==== PASSAGE SHOWN ====
# baby pigeon



## thelizzygirl (Jan 18, 2011)

Hey I found a baby pigeon at my doorstep sitting in a little corner I found it there around about 1 week ago it is progressing well.
When i found it ,it still had feathers but there was only just a small patch of baby feathers still on its head .
I am wondering at what age do pigeons actually learn to fly?
thank you.!


----------



## Kiko&Kalani (Aug 10, 2010)

I rescued two baby pigeons around day 9 on July 1 (so we think they were hatched around June 21). This may be more than you wanted to know, but here is a history of my birds learning to fly: 

Around their 2 weeks old (July 7) they started flapping their wings and creating lots of wind and barely coming off the ground. They did this a lot for that week. 

Then around week 3 (July 15ish they were around 20 days old) they started flyng down but still not up from a height of about 3 feet). 

On July 21 (1 month old) I documented their first flight up to a height of about 3 feet. It was between July 21 and 27 that they seemed to actually be flying (as opposed to just flapping wings and getting lucky). 

On July 27 we went to a park and they actually took their first "long flight" We held them and released them and they both flew parralel to the ground for about 25 to 30 feet. (this put them at about 5 weeks old). They did not seem to really want to fly.

By August 10 (8 weeks old) they were flying at full power and loving it. There was no stopping them now.

I had read somewhere that they would be flying around 45 (6+ weeks) days and by day 60 (8+ weeks) would be ready to leave the nest. That seems to fit my experience (mine were a little earlier than that). 

At 8 weeks, Kiko (my male) took off from our balcony for the first time (not my plan)and flew soooo fast I couldn't believe it was him! To this day I have not seen any other of the pigeons around here fly that fast!!! He stayed gone for 3 days before finding his way home finally. 

Hope this helps,
Beth


----------



## thelizzygirl (Jan 18, 2011)
==== DATA ====
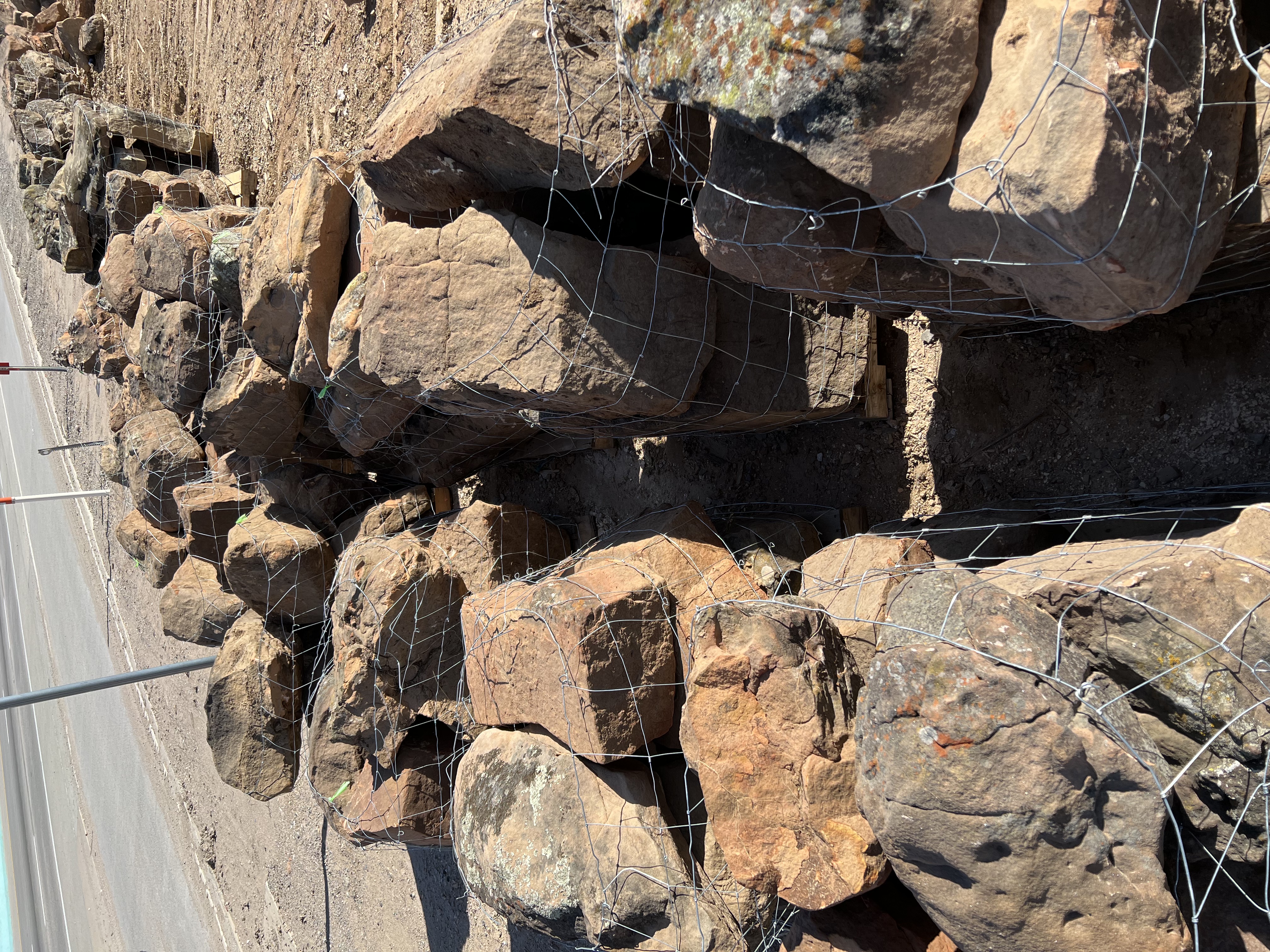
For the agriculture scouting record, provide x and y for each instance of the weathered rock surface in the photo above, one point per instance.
====
**GIVEN PROBLEM**
In the thread about a baby pigeon, how far did the two rescued birds fly parallel to the ground when released at the park on July 27?

**WRITTEN RESPONSE**
About 25 to 30 feet.